_The tasks_
**A.** Summarize the abstract below in two sentences.
**B.** Copy out the abstract below word for word, starting at "In contemporary Japan, communication" and ending at "in contemporary Japan.".

_Passage given_
'''

Towards an understanding of communication noryoku (the ability to communicate) in contemporary Japan: A team-ethnography of communication skills workshops for adults with communication problems  
Sachiko Horiguchi (Temple University Japan Campus) Junko Teruyama (University of Tsukuba)

Paper short abstract:

This paper explores the multiple meanings of communication noryoku (ability to communicate) in contemporary Japan, drawing on a team-ethnography of communication skills workshops run by an adult with hattatsu-shogai (developmental disability) and long-term research on hikikomori and hattatsu-shogai.

Paper long abstract:

In contemporary Japan, communication noryoku, or the ability to communicate, is considered one of the most important skill-sets for new graduates seeking employment. What exactly does communication noryoku mean, and how do youth and adults in Japan cope with the social demands to communicate "well"? This paper draws upon one-year-team-ethnographic fieldwork conducted by Sachiko Horiguchi and Junko Teruyama, in communication skills workshops run by an adult identifying with ADHD and autism spectrum disorder (hattatsu shogai tojisha) around the Tokyo area, as well as the presenters' long-term research on hikikomori (socially withdrawal) and hattatssu shōgai (developmental disability, including ADHD, autism spectrum disorder [ASD], and learning disability), and explores the multiple meanings of communication noryoku in contemporary Japan.

'''

_Data entries_
'''

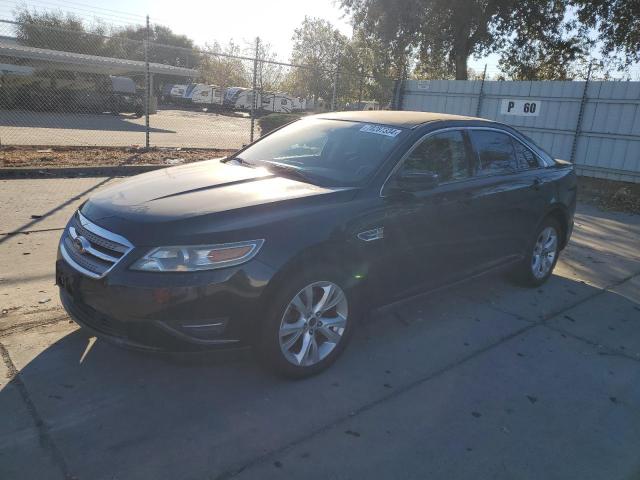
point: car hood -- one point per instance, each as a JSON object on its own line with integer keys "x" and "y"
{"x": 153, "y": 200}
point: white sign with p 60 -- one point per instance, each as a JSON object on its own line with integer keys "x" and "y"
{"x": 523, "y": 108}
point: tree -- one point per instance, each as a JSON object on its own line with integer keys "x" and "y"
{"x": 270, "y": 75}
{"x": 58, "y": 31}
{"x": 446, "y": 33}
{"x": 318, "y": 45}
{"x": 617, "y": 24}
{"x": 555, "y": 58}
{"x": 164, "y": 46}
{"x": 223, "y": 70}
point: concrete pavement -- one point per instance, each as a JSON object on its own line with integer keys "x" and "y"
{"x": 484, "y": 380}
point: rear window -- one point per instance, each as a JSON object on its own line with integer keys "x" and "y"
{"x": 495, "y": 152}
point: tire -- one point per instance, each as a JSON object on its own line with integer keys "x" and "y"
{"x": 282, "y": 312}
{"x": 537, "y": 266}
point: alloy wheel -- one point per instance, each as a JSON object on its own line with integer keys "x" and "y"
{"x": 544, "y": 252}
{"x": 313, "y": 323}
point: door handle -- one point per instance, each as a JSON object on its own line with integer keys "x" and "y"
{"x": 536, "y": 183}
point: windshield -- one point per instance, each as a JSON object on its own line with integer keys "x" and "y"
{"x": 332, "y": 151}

'''
'''

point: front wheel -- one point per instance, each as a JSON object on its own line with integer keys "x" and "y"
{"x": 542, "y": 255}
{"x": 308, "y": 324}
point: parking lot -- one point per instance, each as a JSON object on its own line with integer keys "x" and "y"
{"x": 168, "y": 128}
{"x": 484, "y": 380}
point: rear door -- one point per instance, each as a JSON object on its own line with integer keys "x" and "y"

'''
'''

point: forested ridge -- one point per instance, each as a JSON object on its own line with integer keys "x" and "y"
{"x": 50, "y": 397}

'''

_Responses to the exercise_
**A.** The abstract explores the multiple meanings of communication noryoku, the ability to communicate, in contemporary Japan, where it is considered one of the most important skill-sets for new graduates seeking employment. It draws on one-year team-ethnographic fieldwork by Sachiko Horiguchi and Junko Teruyama in communication skills workshops run around the Tokyo area by an adult identifying with ADHD and autism spectrum disorder, as well as on the presenters' long-term research on hikikomori and developmental disability.

**B.**
In contemporary Japan, communication noryoku, or the ability to communicate, is considered one of the most important skill-sets for new graduates seeking employment. What exactly does communication noryoku mean, and how do youth and adults in Japan cope with the social demands to communicate "well"? This paper draws upon one-year-team-ethnographic fieldwork conducted by Sachiko Horiguchi and Junko Teruyama, in communication skills workshops run by an adult identifying with ADHD and autism spectrum disorder (hattatsu shogai tojisha) around the Tokyo area, as well as the presenters' long-term research on hikikomori (socially withdrawal) and hattatssu shōgai (developmental disability, including ADHD, autism spectrum disorder [ASD], and learning disability), and explores the multiple meanings of communication noryoku in contemporary Japan.